● **What the task asks**:
Without changing a character, return the entries, but not the images they hold.

────────

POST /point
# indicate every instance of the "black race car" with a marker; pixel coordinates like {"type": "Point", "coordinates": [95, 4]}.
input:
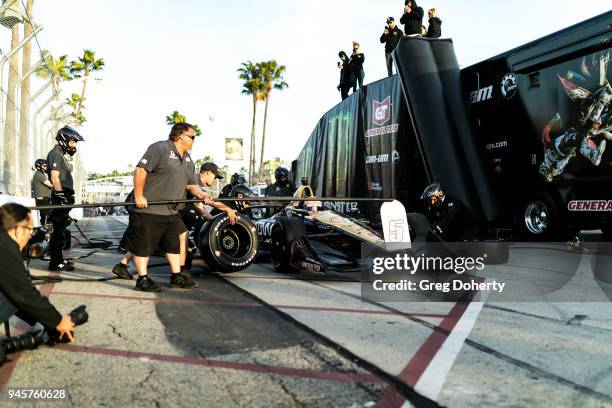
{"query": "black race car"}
{"type": "Point", "coordinates": [307, 236]}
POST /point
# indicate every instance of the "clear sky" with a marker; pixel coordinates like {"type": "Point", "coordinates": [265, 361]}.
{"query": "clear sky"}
{"type": "Point", "coordinates": [182, 55]}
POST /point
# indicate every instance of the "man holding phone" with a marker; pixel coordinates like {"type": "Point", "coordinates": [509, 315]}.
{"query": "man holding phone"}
{"type": "Point", "coordinates": [356, 64]}
{"type": "Point", "coordinates": [390, 38]}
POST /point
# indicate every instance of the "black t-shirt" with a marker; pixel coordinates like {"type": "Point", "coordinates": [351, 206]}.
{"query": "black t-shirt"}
{"type": "Point", "coordinates": [56, 161]}
{"type": "Point", "coordinates": [169, 174]}
{"type": "Point", "coordinates": [38, 188]}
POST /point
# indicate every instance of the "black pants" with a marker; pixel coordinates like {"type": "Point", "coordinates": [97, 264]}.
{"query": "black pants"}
{"type": "Point", "coordinates": [389, 59]}
{"type": "Point", "coordinates": [43, 213]}
{"type": "Point", "coordinates": [344, 89]}
{"type": "Point", "coordinates": [59, 219]}
{"type": "Point", "coordinates": [358, 80]}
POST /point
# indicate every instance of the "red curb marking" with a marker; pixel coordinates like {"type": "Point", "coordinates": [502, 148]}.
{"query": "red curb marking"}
{"type": "Point", "coordinates": [423, 357]}
{"type": "Point", "coordinates": [247, 304]}
{"type": "Point", "coordinates": [266, 369]}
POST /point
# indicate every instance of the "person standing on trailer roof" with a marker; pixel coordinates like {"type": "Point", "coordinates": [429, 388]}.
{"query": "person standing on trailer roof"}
{"type": "Point", "coordinates": [390, 37]}
{"type": "Point", "coordinates": [412, 19]}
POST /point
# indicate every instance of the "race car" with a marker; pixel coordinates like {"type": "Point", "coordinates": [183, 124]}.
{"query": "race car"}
{"type": "Point", "coordinates": [303, 236]}
{"type": "Point", "coordinates": [306, 236]}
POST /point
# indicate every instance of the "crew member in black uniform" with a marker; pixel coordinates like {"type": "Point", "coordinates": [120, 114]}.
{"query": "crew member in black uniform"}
{"type": "Point", "coordinates": [194, 215]}
{"type": "Point", "coordinates": [18, 297]}
{"type": "Point", "coordinates": [236, 179]}
{"type": "Point", "coordinates": [41, 188]}
{"type": "Point", "coordinates": [282, 187]}
{"type": "Point", "coordinates": [59, 161]}
{"type": "Point", "coordinates": [412, 19]}
{"type": "Point", "coordinates": [450, 219]}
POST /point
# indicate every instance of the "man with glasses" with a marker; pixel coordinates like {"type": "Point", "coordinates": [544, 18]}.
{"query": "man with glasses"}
{"type": "Point", "coordinates": [164, 173]}
{"type": "Point", "coordinates": [356, 64]}
{"type": "Point", "coordinates": [390, 37]}
{"type": "Point", "coordinates": [17, 294]}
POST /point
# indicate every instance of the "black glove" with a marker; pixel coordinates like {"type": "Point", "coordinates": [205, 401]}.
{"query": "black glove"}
{"type": "Point", "coordinates": [59, 198]}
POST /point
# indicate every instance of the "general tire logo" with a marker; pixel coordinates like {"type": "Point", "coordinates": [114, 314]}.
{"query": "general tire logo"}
{"type": "Point", "coordinates": [508, 86]}
{"type": "Point", "coordinates": [382, 111]}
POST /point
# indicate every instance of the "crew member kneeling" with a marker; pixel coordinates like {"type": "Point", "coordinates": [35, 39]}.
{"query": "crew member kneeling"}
{"type": "Point", "coordinates": [17, 294]}
{"type": "Point", "coordinates": [450, 219]}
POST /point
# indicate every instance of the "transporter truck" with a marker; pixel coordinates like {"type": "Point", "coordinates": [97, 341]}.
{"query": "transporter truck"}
{"type": "Point", "coordinates": [542, 114]}
{"type": "Point", "coordinates": [521, 138]}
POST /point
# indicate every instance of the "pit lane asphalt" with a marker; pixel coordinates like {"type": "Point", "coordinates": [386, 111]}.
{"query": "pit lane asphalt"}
{"type": "Point", "coordinates": [258, 338]}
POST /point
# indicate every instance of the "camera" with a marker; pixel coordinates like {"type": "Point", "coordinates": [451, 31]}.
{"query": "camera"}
{"type": "Point", "coordinates": [29, 341]}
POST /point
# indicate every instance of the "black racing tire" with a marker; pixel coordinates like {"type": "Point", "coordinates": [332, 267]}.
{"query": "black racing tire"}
{"type": "Point", "coordinates": [540, 218]}
{"type": "Point", "coordinates": [285, 234]}
{"type": "Point", "coordinates": [67, 239]}
{"type": "Point", "coordinates": [227, 247]}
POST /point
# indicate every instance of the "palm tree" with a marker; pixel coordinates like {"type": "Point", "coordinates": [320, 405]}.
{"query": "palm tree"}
{"type": "Point", "coordinates": [272, 78]}
{"type": "Point", "coordinates": [176, 117]}
{"type": "Point", "coordinates": [56, 69]}
{"type": "Point", "coordinates": [253, 86]}
{"type": "Point", "coordinates": [83, 67]}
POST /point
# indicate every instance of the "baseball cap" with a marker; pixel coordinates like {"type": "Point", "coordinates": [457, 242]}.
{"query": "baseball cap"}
{"type": "Point", "coordinates": [209, 166]}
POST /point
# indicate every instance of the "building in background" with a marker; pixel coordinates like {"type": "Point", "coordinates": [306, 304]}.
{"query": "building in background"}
{"type": "Point", "coordinates": [108, 189]}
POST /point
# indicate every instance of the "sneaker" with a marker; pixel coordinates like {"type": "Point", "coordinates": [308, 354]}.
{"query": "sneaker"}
{"type": "Point", "coordinates": [62, 266]}
{"type": "Point", "coordinates": [181, 280]}
{"type": "Point", "coordinates": [121, 271]}
{"type": "Point", "coordinates": [146, 284]}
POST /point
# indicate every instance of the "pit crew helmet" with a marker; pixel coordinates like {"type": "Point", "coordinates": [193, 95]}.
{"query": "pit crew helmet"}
{"type": "Point", "coordinates": [281, 172]}
{"type": "Point", "coordinates": [40, 165]}
{"type": "Point", "coordinates": [241, 191]}
{"type": "Point", "coordinates": [64, 136]}
{"type": "Point", "coordinates": [237, 179]}
{"type": "Point", "coordinates": [434, 194]}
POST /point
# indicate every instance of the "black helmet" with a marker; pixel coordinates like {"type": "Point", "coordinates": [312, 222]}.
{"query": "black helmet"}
{"type": "Point", "coordinates": [237, 179]}
{"type": "Point", "coordinates": [39, 163]}
{"type": "Point", "coordinates": [64, 136]}
{"type": "Point", "coordinates": [241, 191]}
{"type": "Point", "coordinates": [433, 190]}
{"type": "Point", "coordinates": [280, 172]}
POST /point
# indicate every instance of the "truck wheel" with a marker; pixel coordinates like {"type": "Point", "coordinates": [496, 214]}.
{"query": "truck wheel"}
{"type": "Point", "coordinates": [227, 247]}
{"type": "Point", "coordinates": [539, 219]}
{"type": "Point", "coordinates": [285, 234]}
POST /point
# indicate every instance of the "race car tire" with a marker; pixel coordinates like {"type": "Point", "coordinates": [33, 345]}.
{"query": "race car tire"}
{"type": "Point", "coordinates": [67, 239]}
{"type": "Point", "coordinates": [540, 218]}
{"type": "Point", "coordinates": [227, 247]}
{"type": "Point", "coordinates": [285, 234]}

────────

● **The result**:
POST /point
# indicate every instance of the "black race car" with a marker; pixel coordinates like {"type": "Point", "coordinates": [95, 4]}.
input:
{"query": "black race car"}
{"type": "Point", "coordinates": [307, 236]}
POST /point
# indicate every instance of the "clear sky" with a marker; pixel coordinates like {"type": "Point", "coordinates": [265, 361]}.
{"query": "clear sky"}
{"type": "Point", "coordinates": [182, 55]}
POST /point
# indicate every instance of the "man holding phone" with a marker; pixel coordinates like {"type": "Point", "coordinates": [509, 315]}.
{"query": "man holding phone"}
{"type": "Point", "coordinates": [356, 64]}
{"type": "Point", "coordinates": [390, 38]}
POST /point
# indicate every instance of the "black t-shirt" with a marker; pixel coordinates like {"type": "Point", "coordinates": [351, 206]}.
{"query": "black t-shirt"}
{"type": "Point", "coordinates": [56, 161]}
{"type": "Point", "coordinates": [169, 174]}
{"type": "Point", "coordinates": [38, 188]}
POST /point
# indicate every instance of the "black pants" with a marker; pixel coordinates like {"type": "Point", "coordinates": [97, 264]}.
{"query": "black pants"}
{"type": "Point", "coordinates": [389, 59]}
{"type": "Point", "coordinates": [43, 213]}
{"type": "Point", "coordinates": [344, 89]}
{"type": "Point", "coordinates": [59, 219]}
{"type": "Point", "coordinates": [358, 80]}
POST /point
# indicate every instance of the "red curb marking" with a marker; pixel coordinates like {"type": "Point", "coordinates": [502, 148]}.
{"query": "red curb marking"}
{"type": "Point", "coordinates": [423, 357]}
{"type": "Point", "coordinates": [247, 304]}
{"type": "Point", "coordinates": [266, 369]}
POST /point
# indicate every instance of the "person standing on trailer roof" with a marker; pixel coordinates like {"type": "Point", "coordinates": [429, 388]}.
{"query": "person standing on trailer roof"}
{"type": "Point", "coordinates": [390, 37]}
{"type": "Point", "coordinates": [412, 19]}
POST /point
# indicate every instance of the "race car" with a marker; pixel coordinates like {"type": "Point", "coordinates": [183, 124]}.
{"query": "race car"}
{"type": "Point", "coordinates": [303, 236]}
{"type": "Point", "coordinates": [306, 236]}
POST /point
# indicate every instance of the "crew member in black uniform" with a marker; pixel coordinates like {"type": "Point", "coordinates": [120, 114]}.
{"query": "crew member in black uniform"}
{"type": "Point", "coordinates": [194, 215]}
{"type": "Point", "coordinates": [18, 297]}
{"type": "Point", "coordinates": [236, 179]}
{"type": "Point", "coordinates": [41, 188]}
{"type": "Point", "coordinates": [282, 187]}
{"type": "Point", "coordinates": [59, 161]}
{"type": "Point", "coordinates": [412, 19]}
{"type": "Point", "coordinates": [450, 219]}
POST /point
# indicate every instance of the "man with glasses" with a marker; pixel coordinates like {"type": "Point", "coordinates": [544, 18]}.
{"query": "man with glasses"}
{"type": "Point", "coordinates": [164, 173]}
{"type": "Point", "coordinates": [356, 64]}
{"type": "Point", "coordinates": [390, 37]}
{"type": "Point", "coordinates": [17, 294]}
POST /point
# indicate every instance of the "black glove" with a marker; pixel coordinates like {"type": "Point", "coordinates": [205, 401]}.
{"query": "black glove"}
{"type": "Point", "coordinates": [59, 198]}
POST /point
# indicate every instance of the "general tire logo" with a marker; pixel coordinates like {"type": "Point", "coordinates": [114, 314]}.
{"query": "general tire logo"}
{"type": "Point", "coordinates": [508, 86]}
{"type": "Point", "coordinates": [382, 111]}
POST /point
# indicate every instance of the "crew member kneeling" with a marker; pixel coordinates like {"type": "Point", "coordinates": [35, 39]}.
{"query": "crew member kneeling"}
{"type": "Point", "coordinates": [17, 294]}
{"type": "Point", "coordinates": [450, 219]}
POST /point
# indicate every instance of the "transporter truck" with a marker; pixel coordinates like {"type": "Point", "coordinates": [97, 341]}.
{"query": "transporter truck"}
{"type": "Point", "coordinates": [542, 114]}
{"type": "Point", "coordinates": [521, 138]}
POST /point
# indicate every instance of the "pit lane asphalt" with a marker; pixel coordinates like {"type": "Point", "coordinates": [386, 111]}.
{"query": "pit lane asphalt"}
{"type": "Point", "coordinates": [258, 338]}
POST /point
# indicate every instance of the "camera" with a marker; pixel coordinates like {"type": "Point", "coordinates": [451, 31]}.
{"query": "camera"}
{"type": "Point", "coordinates": [29, 341]}
POST /point
# indicate every instance of the "black racing tire" with a marker; pixel coordinates like {"type": "Point", "coordinates": [332, 267]}.
{"query": "black racing tire"}
{"type": "Point", "coordinates": [540, 218]}
{"type": "Point", "coordinates": [285, 234]}
{"type": "Point", "coordinates": [67, 239]}
{"type": "Point", "coordinates": [227, 247]}
POST /point
# indicate every instance of the "palm tree" with a marker; pixel coordinates like {"type": "Point", "coordinates": [320, 405]}.
{"query": "palm tree"}
{"type": "Point", "coordinates": [272, 78]}
{"type": "Point", "coordinates": [176, 117]}
{"type": "Point", "coordinates": [56, 69]}
{"type": "Point", "coordinates": [253, 86]}
{"type": "Point", "coordinates": [83, 67]}
POST /point
# indicate every instance of the "baseball cap" with a marker; pixel coordinates like {"type": "Point", "coordinates": [457, 242]}.
{"query": "baseball cap"}
{"type": "Point", "coordinates": [209, 166]}
POST /point
# indicate every instance of the "building in background" with a marker; pixel coordinates like {"type": "Point", "coordinates": [306, 304]}.
{"query": "building in background"}
{"type": "Point", "coordinates": [108, 189]}
POST /point
# indicate every instance of the "sneaker" with a marker; pixel coordinates like {"type": "Point", "coordinates": [308, 354]}.
{"query": "sneaker"}
{"type": "Point", "coordinates": [62, 266]}
{"type": "Point", "coordinates": [181, 280]}
{"type": "Point", "coordinates": [121, 271]}
{"type": "Point", "coordinates": [146, 284]}
POST /point
# indicate every instance of the "pit crew helmet" with a marker; pixel coordinates like {"type": "Point", "coordinates": [193, 95]}.
{"query": "pit crew helmet"}
{"type": "Point", "coordinates": [281, 172]}
{"type": "Point", "coordinates": [40, 165]}
{"type": "Point", "coordinates": [241, 191]}
{"type": "Point", "coordinates": [64, 136]}
{"type": "Point", "coordinates": [237, 179]}
{"type": "Point", "coordinates": [434, 194]}
POST /point
# indicate every instance of the "black helmet" with a marker; pixel coordinates like {"type": "Point", "coordinates": [312, 222]}.
{"query": "black helmet"}
{"type": "Point", "coordinates": [237, 179]}
{"type": "Point", "coordinates": [39, 163]}
{"type": "Point", "coordinates": [64, 136]}
{"type": "Point", "coordinates": [241, 191]}
{"type": "Point", "coordinates": [433, 190]}
{"type": "Point", "coordinates": [280, 172]}
POST /point
# indicate every instance of the "truck wheel" with a marker; pixel coordinates like {"type": "Point", "coordinates": [496, 214]}.
{"query": "truck wheel"}
{"type": "Point", "coordinates": [227, 247]}
{"type": "Point", "coordinates": [539, 219]}
{"type": "Point", "coordinates": [285, 234]}
POST /point
# indicate every instance of the "race car tire" with a marker; pixel coordinates like {"type": "Point", "coordinates": [33, 345]}.
{"query": "race car tire"}
{"type": "Point", "coordinates": [67, 239]}
{"type": "Point", "coordinates": [540, 218]}
{"type": "Point", "coordinates": [227, 247]}
{"type": "Point", "coordinates": [285, 234]}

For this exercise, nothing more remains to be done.